Answer these from the Second Life essay:
(a) Which resident's change of appearance did Au's article "The Skin You're In" follow?
(b) About how long did the writer spend in Second Life before realizing its standards had changed?
(c) What did Second Life's developers watch women do to their avatars?

• Given passage
⁂
Page history last edited by Joe Essid 12 years, 10 months ago

 

The Big One: Research Project on Second Life

The Social Implications of Customization

English 103

Professor Essid

December 8th 2008

Word Count: 3,353

Amanda

 

 

Discrimination in Second Life was a topic aroused by Wagner James Au’s article The Skin You’re In, which followed the experience of resident Erika Thereian after changing her appearance from a Caucasian woman to an African-American woman.  In her midnight skin Thereian had racist remarks directed at her illustrating the racism present in Second Life.  When first entering Second Life I was immediately enthralled by Second Life’s idealistic concepts of what is beautiful.  It seemed at first that there was a clear need to be fair-skinned, have a ‘perfect’ physique, and be beautiful to be accepted in Second Life.  Though, after spending approximately three months in Second Life I came to realize that standards in Second Life have changed as users of Second Life have become more international.  Discrimination is no longer based on the color skin an avatar wears or how big his or her waist size is, rather discrimination in Second Life is based on customization of an avatar.

 

 

When first becoming a resident in Second Life I was surprised by the standards an avatar must meet to be accepted in this virtual world.  It seemed customary for female avatars to have bodies that mirrored those seen on the catwalk and for male avatars to have very muscular and defined bodies, and be willing and able to walk around in clothing that showed off these attributes.  According to Meadows “the avatar is an interactive self-portrait used for social interaction,” (Meadows 124) and explains that “ portraits have always been combinations of realism and the techniques artists use to communicate the subject’s personality” (Meadows 106).  It was clear from Second Life’s start that people were obsessed in how they represented themselves through the appearance of their avatar.  Early users would spend hours following the tutorial that taught them how to customize the appearance of his or her avatar through the use of multiple sliders.  Developers of Second Life would watch as women shrunk the waists, and increased the bust size and height of their avatars (Au 70).  Meadows questions if the act of representing oneself as overly beautiful through his or her avatar is an act of narcissism.  It definitely can be because the creator creates his or her avatar in an image that he or she feels best represents him or herself.
⁂
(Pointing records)
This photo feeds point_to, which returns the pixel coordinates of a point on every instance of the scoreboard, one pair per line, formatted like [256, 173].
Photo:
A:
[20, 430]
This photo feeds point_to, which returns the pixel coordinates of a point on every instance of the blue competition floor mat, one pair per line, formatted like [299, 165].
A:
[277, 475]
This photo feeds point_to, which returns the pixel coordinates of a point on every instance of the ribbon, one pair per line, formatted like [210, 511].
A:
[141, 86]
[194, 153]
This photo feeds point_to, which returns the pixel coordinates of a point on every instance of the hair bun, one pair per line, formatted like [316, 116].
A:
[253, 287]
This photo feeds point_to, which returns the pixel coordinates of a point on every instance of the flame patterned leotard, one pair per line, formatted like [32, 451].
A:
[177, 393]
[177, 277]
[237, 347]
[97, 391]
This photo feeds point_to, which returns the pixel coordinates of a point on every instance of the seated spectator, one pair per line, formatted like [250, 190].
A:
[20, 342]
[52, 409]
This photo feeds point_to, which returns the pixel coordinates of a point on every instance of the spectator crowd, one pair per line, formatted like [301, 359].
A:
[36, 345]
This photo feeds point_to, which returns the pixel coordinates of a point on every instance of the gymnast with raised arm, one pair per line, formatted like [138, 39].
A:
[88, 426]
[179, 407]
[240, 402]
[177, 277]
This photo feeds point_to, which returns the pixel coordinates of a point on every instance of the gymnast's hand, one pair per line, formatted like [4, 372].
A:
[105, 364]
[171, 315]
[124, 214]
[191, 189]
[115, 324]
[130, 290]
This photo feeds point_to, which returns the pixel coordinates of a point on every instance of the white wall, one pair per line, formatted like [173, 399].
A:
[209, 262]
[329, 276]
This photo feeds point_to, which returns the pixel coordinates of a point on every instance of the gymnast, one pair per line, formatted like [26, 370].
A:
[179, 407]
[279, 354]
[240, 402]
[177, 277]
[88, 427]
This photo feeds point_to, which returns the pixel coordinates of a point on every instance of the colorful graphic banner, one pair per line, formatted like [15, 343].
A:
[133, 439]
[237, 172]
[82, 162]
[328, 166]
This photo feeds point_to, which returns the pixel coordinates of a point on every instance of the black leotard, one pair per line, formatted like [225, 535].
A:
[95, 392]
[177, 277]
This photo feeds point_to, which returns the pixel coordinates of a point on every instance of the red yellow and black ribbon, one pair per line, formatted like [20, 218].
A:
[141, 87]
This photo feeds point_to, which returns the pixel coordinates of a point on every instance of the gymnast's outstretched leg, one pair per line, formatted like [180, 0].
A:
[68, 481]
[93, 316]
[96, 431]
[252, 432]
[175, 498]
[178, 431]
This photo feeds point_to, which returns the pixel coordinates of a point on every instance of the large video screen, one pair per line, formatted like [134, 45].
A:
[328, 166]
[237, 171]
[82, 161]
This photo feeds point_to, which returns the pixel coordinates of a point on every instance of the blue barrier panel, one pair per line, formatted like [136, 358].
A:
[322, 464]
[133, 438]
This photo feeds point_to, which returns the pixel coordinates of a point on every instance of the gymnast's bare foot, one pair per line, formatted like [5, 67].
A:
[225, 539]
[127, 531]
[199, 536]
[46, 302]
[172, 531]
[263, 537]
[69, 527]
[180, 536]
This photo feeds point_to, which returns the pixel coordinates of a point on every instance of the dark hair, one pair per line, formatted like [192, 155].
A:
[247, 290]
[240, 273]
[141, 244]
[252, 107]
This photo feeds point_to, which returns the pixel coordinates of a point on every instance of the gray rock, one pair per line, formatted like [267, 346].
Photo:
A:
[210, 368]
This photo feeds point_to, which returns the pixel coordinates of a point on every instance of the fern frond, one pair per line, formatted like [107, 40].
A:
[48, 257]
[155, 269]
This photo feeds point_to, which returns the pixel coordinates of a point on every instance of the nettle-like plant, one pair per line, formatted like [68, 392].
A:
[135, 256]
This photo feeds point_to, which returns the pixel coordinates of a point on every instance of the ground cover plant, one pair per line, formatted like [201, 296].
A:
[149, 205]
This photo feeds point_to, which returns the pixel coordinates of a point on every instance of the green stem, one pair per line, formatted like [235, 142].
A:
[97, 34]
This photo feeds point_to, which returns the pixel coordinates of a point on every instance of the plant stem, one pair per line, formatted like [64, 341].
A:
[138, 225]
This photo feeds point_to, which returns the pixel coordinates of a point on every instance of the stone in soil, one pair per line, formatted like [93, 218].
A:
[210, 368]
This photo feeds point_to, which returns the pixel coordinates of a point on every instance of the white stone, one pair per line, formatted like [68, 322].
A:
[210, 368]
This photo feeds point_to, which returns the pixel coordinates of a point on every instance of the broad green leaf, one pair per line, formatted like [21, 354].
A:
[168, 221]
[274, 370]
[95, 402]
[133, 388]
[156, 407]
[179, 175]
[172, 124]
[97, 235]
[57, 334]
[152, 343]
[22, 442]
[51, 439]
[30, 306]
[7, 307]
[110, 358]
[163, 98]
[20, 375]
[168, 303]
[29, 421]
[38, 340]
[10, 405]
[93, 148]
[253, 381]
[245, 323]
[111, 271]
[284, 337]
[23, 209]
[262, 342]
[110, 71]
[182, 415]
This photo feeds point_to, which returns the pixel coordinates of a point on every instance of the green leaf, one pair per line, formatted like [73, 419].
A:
⁂
• Response below
(a) Erika Thereian.
(b) Approximately three months.
(c) They shrank their avatars' waists and increased their bust size and height.